_GOAL_
Rescale the records from their start through the line that contains "point(440, 820)". Write those lines out again, requests included, with each coordinate in the answer points multiplied by 1.7 and rounded to a whole number (halves rounded up), and leave the numbers in the requests and their sample formats as they are.

= = =

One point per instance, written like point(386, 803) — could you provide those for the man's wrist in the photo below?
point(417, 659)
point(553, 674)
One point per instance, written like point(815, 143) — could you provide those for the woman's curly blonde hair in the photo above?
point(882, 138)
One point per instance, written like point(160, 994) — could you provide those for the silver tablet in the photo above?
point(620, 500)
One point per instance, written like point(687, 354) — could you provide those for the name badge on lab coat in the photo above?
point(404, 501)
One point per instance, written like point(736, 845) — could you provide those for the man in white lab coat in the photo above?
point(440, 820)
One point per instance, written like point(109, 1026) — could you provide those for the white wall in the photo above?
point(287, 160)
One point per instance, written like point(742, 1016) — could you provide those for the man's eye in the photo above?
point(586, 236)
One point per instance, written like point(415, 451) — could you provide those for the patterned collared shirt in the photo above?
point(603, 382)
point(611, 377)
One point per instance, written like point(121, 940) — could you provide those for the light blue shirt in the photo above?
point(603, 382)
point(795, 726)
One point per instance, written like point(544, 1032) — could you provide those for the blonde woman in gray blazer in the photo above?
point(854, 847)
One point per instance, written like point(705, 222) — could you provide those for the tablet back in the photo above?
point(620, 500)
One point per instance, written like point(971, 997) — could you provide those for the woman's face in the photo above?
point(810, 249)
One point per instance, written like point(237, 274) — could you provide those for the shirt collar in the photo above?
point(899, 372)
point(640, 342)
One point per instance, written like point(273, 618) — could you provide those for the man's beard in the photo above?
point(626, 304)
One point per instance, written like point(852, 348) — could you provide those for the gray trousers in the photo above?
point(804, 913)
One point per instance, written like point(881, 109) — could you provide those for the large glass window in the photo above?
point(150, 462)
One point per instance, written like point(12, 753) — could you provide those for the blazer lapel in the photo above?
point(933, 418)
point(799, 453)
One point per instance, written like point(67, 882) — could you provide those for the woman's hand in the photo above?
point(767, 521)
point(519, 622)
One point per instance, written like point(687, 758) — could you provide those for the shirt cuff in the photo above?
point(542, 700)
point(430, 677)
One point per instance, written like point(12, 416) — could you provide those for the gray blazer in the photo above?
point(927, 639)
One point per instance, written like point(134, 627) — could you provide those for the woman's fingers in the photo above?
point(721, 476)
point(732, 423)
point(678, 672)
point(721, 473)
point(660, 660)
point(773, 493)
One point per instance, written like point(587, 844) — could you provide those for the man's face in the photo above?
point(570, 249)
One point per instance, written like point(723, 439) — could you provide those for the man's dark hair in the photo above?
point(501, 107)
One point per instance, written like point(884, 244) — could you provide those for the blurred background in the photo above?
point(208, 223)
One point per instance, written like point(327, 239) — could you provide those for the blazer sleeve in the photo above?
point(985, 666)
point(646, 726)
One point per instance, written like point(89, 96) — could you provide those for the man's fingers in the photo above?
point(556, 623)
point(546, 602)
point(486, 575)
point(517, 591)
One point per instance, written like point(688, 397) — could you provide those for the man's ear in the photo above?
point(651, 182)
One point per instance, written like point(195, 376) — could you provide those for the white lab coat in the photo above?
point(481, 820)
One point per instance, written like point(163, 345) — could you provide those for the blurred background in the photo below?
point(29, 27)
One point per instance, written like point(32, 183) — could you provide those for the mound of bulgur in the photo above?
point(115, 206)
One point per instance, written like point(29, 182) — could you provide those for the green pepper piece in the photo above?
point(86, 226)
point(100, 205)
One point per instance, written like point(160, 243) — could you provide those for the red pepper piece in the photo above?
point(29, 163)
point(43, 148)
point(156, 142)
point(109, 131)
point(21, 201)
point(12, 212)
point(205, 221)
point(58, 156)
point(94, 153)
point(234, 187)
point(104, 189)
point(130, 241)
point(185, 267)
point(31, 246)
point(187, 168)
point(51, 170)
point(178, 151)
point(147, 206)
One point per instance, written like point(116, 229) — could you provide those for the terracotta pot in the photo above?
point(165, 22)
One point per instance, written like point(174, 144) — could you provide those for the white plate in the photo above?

= = =

_RESPONSE BELOW_
One point per instance, written like point(386, 803) — could you provide those for the man's wrist in the photo below?
point(709, 1120)
point(940, 1146)
One point per instance, written like point(815, 143) — could you provide those for the woman's curly blonde hair in the photo above?
point(1499, 235)
One point per instance, written like point(160, 994) — could you provide those for the silver tablet in the photo above?
point(1054, 850)
One point per instance, written like point(687, 354) — could you provide those for the name badge on lab coat in the photo above?
point(687, 852)
One point per instance, written like point(736, 845) — could you provide those for the man in white lab coat in the photo above?
point(748, 1394)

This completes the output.